Listed entries start

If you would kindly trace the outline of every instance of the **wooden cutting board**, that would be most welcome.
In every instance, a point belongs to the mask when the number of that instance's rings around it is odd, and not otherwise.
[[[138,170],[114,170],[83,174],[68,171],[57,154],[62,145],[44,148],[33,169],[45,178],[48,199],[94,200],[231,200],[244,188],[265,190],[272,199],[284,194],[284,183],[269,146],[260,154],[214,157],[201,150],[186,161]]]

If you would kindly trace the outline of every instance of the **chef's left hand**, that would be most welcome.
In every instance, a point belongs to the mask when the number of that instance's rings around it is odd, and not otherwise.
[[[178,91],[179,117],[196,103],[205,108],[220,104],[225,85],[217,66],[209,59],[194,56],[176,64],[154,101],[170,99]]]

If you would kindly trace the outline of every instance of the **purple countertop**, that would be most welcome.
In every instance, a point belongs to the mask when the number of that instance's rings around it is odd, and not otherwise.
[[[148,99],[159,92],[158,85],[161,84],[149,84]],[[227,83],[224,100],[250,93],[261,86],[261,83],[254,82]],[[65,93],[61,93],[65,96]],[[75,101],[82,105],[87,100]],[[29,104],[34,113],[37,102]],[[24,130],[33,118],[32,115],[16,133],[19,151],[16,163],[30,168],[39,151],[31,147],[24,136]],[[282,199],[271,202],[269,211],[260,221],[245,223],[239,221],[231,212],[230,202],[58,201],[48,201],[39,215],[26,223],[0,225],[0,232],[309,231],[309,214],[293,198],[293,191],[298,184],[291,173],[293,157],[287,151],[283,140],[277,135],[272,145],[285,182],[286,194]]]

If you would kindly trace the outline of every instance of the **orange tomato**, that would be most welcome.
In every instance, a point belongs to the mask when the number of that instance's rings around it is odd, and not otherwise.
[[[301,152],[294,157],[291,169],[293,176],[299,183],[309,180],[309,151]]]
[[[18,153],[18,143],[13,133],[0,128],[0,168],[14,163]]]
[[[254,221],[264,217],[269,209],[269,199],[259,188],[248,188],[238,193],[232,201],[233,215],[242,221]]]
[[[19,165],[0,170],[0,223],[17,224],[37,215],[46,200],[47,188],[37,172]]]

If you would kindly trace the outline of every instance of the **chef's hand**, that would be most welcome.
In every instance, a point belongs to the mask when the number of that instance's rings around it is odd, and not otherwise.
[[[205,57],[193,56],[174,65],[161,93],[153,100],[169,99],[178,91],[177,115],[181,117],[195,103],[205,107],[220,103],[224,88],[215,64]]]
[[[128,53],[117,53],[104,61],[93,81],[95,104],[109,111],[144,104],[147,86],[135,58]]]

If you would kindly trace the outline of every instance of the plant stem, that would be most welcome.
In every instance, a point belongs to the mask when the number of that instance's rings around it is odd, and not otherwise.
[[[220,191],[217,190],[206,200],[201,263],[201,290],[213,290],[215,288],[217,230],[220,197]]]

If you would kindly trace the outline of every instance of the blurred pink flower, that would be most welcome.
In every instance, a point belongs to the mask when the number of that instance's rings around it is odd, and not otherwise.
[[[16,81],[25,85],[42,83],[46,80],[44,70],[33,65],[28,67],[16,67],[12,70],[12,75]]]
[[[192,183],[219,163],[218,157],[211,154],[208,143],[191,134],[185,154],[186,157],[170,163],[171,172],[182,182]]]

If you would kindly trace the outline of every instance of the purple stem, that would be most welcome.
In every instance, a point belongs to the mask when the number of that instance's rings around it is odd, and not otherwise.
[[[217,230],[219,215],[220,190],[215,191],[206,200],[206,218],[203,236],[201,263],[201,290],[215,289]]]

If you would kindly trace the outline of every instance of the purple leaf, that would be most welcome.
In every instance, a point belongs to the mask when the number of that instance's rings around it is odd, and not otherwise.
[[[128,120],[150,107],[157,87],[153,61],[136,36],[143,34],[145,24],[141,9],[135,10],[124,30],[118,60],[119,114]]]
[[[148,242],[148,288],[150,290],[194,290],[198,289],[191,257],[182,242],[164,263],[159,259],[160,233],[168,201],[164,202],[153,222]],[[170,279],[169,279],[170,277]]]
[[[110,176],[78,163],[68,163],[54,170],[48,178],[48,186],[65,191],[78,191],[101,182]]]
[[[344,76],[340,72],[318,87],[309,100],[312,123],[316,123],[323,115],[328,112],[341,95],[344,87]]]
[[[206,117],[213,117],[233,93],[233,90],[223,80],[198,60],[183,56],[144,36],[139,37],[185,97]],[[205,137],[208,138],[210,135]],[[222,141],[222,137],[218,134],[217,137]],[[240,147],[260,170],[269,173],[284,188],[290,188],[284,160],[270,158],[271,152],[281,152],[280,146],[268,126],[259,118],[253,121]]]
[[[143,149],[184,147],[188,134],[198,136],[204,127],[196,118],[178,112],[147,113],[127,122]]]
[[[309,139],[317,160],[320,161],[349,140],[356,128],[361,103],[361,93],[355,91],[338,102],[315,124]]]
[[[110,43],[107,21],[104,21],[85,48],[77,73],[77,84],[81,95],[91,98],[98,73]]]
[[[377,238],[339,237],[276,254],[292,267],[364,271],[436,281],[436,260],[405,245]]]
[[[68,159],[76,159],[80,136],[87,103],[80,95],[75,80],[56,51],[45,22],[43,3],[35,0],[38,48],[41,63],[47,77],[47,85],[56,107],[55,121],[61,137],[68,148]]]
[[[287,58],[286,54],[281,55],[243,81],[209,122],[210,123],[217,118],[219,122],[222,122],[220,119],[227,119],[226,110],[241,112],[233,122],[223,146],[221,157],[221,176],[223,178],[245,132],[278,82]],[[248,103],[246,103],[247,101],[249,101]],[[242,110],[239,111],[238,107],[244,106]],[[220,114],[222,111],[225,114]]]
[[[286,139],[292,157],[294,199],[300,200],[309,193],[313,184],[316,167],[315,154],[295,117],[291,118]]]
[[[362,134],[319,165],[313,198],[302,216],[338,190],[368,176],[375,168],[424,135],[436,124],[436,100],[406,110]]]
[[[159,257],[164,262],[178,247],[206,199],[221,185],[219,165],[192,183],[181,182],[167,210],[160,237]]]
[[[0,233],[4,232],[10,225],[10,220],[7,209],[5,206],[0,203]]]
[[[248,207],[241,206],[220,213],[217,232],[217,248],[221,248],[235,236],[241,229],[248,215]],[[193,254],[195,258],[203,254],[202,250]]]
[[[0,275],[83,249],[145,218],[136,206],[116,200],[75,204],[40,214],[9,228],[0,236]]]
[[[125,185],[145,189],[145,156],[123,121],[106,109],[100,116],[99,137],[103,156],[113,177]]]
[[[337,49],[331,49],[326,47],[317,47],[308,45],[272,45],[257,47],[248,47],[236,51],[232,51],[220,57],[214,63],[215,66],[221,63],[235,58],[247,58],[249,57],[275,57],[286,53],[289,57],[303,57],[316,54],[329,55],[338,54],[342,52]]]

Listed entries end

**Short exercise**
Locate every line in the items above that contains the string "trace" and copy each of those lines. Only matches with the same letter case count.

**The answer**
If you would kindly trace the outline of every instance of the **wooden cutting board**, that would be most welcome.
If you would kindly trace the outline of every instance of the **chef's left hand**, that would be most welcome.
If you would kindly trace the outline of every instance of the **purple countertop**, that would be most welcome.
If you would kindly trace the outline of every instance of the **orange tomato**, that would be most welcome.
If you would kindly trace the outline of every instance of the **chef's hand**, that would be most welcome.
If you would kindly trace the outline of every instance of the plant stem, that would be most welcome.
If you would kindly trace the outline of every instance of the blurred pink flower, that would be most welcome.
If you would kindly trace the outline of every instance of the purple stem, that would be most welcome.
If you would kindly trace the outline of every instance of the purple leaf, that would be most welcome.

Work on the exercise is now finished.